=== WORK TO COMPLETE ===
In the material below, find all lines with the string "mouth" and copy them.

=== DATA SHOWN ===
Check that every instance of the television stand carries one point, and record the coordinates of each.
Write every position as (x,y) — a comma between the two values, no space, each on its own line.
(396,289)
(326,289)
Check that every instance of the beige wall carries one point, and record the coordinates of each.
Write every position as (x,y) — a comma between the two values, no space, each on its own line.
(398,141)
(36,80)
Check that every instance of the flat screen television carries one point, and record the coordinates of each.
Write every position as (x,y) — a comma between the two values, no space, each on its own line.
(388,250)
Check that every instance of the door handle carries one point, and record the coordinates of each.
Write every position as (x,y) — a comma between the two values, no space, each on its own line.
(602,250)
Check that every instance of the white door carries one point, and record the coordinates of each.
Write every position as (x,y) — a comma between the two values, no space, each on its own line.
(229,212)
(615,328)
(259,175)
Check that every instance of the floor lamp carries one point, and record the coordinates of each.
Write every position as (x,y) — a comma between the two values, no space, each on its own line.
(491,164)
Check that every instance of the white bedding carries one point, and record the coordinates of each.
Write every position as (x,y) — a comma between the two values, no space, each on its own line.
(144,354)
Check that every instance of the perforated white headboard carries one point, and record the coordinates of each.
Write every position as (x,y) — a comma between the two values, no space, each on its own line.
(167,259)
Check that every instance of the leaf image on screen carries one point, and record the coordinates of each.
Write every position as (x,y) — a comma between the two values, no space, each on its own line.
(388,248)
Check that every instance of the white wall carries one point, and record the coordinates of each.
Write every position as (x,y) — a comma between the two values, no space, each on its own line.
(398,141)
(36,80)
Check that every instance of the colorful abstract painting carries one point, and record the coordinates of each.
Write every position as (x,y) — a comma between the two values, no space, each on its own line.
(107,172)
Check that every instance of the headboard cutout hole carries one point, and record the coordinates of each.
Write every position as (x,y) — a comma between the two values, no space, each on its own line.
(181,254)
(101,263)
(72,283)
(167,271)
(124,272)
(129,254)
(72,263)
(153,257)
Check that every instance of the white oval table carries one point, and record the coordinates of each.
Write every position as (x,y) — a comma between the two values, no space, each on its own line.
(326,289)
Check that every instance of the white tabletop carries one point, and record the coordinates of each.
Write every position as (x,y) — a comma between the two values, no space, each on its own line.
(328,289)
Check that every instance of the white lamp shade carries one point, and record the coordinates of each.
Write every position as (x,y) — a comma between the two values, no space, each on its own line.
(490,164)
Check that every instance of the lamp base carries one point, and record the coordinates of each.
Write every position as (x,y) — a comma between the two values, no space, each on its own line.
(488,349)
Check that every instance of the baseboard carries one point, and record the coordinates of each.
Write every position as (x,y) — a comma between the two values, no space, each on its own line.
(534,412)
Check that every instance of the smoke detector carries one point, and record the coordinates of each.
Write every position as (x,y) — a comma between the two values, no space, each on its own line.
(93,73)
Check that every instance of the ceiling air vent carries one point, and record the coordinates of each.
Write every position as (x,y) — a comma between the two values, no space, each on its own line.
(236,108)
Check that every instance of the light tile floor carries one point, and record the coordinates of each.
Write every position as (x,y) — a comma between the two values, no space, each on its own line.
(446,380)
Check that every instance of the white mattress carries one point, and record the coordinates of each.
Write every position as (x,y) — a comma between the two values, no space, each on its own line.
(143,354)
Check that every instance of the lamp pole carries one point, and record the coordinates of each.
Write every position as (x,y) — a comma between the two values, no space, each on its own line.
--
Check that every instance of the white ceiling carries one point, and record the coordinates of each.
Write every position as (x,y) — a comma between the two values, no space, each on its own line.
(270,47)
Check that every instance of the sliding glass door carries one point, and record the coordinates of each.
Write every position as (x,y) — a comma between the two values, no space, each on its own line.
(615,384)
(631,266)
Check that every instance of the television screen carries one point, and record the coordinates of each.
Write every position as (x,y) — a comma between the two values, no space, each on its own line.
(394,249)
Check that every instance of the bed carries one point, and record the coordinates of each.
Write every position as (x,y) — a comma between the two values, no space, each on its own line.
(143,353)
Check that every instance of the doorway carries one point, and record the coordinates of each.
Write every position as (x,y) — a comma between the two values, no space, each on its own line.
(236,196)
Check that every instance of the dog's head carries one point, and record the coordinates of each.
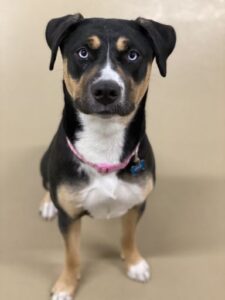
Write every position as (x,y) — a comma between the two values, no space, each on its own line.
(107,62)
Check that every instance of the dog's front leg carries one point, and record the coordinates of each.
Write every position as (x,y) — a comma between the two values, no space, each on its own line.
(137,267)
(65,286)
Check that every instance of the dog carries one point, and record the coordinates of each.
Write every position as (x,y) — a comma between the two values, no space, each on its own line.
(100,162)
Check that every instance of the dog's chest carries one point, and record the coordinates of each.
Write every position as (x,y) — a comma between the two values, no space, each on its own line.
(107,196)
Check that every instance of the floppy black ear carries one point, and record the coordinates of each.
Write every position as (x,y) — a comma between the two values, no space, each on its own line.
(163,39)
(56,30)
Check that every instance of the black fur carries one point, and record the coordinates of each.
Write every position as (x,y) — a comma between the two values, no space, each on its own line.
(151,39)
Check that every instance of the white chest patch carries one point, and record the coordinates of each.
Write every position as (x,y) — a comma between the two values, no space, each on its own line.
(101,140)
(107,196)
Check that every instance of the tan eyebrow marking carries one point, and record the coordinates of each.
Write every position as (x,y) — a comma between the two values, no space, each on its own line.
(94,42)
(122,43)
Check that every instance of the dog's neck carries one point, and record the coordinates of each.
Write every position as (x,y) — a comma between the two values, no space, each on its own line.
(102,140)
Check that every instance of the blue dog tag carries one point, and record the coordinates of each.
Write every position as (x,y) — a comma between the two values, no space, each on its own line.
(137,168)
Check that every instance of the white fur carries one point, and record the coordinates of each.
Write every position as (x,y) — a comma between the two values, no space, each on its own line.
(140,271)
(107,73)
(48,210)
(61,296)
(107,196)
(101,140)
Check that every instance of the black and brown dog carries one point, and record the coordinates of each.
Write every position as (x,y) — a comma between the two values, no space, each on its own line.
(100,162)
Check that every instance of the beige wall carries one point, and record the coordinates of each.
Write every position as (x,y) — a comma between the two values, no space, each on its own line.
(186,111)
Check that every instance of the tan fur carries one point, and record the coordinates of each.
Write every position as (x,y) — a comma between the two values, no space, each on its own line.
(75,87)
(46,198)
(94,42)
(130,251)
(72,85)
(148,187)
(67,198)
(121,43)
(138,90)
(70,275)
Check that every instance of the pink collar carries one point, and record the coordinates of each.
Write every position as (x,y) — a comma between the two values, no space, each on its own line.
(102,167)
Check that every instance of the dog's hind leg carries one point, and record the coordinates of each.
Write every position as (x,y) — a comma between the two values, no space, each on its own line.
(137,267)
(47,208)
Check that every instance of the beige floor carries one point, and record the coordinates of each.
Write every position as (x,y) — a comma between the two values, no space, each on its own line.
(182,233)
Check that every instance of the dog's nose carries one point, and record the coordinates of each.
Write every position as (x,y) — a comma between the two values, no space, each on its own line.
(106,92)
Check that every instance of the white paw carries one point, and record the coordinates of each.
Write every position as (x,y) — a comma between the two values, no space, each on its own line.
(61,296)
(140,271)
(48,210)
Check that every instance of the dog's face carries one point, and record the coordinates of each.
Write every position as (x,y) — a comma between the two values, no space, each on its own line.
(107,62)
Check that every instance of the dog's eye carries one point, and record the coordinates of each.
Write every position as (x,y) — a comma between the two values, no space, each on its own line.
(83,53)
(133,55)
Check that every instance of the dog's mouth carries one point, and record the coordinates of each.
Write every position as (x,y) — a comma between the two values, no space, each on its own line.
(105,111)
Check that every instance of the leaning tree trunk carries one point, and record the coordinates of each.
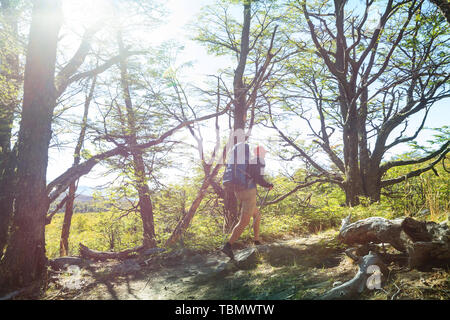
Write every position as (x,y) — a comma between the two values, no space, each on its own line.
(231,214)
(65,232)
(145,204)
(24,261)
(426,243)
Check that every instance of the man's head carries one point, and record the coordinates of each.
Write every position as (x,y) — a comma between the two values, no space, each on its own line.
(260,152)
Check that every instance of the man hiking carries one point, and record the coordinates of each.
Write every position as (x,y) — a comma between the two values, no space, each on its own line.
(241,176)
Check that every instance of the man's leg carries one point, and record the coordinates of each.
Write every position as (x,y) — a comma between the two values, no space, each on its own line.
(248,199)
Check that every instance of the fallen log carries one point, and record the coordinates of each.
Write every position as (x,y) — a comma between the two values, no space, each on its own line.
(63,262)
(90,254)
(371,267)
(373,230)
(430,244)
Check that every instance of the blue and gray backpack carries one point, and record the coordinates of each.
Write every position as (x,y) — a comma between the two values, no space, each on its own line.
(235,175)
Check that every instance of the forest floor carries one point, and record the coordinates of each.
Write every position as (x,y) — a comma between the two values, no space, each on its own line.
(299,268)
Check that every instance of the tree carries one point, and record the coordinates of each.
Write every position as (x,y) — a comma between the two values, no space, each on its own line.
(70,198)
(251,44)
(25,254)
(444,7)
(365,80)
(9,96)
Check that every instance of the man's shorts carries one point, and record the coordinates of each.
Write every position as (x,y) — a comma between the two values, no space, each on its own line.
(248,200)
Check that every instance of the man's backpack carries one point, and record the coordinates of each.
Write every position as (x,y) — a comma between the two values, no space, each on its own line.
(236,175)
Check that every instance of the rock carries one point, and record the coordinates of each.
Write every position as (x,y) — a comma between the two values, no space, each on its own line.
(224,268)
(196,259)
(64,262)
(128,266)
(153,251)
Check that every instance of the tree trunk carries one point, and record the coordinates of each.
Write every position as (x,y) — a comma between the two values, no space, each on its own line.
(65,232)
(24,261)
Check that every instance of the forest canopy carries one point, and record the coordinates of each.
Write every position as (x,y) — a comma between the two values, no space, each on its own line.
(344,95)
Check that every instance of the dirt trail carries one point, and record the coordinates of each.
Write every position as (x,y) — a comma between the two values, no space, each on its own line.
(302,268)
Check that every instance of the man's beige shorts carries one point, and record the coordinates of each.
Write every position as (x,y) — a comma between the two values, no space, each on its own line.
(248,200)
...
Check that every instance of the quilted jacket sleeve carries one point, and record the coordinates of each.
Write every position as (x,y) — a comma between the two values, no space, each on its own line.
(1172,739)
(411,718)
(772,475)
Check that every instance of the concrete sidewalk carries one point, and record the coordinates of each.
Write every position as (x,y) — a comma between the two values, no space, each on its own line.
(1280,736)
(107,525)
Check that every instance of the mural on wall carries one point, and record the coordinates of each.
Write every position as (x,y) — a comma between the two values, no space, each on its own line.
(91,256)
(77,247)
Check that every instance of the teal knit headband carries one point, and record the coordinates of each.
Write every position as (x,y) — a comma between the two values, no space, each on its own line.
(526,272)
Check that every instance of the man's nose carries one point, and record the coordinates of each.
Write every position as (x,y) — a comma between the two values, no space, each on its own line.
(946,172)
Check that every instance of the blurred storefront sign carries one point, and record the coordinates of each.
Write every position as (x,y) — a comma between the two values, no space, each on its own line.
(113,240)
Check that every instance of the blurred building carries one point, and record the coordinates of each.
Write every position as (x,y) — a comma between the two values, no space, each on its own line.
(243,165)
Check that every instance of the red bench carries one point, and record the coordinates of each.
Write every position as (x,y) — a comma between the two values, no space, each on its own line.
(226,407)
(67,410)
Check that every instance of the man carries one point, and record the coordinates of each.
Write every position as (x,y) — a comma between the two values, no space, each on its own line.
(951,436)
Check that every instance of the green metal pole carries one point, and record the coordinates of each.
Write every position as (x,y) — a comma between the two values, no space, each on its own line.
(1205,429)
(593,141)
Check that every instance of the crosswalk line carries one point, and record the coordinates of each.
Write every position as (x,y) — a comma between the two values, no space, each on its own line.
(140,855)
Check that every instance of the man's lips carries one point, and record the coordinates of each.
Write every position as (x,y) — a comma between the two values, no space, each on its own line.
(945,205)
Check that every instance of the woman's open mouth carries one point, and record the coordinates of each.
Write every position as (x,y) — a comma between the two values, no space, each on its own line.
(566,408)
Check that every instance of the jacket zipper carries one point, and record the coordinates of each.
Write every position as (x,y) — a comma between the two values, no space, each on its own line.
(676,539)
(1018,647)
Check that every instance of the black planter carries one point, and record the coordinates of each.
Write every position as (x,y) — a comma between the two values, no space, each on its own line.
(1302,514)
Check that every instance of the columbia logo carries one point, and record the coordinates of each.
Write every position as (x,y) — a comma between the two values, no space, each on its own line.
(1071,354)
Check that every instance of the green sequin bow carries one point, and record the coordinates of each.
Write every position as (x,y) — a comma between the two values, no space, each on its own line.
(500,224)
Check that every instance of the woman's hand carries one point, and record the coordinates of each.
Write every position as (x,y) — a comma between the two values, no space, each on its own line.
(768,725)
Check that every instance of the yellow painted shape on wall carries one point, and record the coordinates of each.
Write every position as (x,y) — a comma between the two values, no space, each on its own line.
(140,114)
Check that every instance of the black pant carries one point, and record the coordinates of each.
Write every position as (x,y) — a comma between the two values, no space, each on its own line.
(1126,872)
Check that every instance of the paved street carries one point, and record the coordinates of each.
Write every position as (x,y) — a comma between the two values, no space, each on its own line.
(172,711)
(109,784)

=== WRITTEN ANSWER ===
Check that every instance of the dog's mouth carries one point, and record the coordinates of each.
Check that every instance of the woman's open mouth carries one point, and record the coordinates of each.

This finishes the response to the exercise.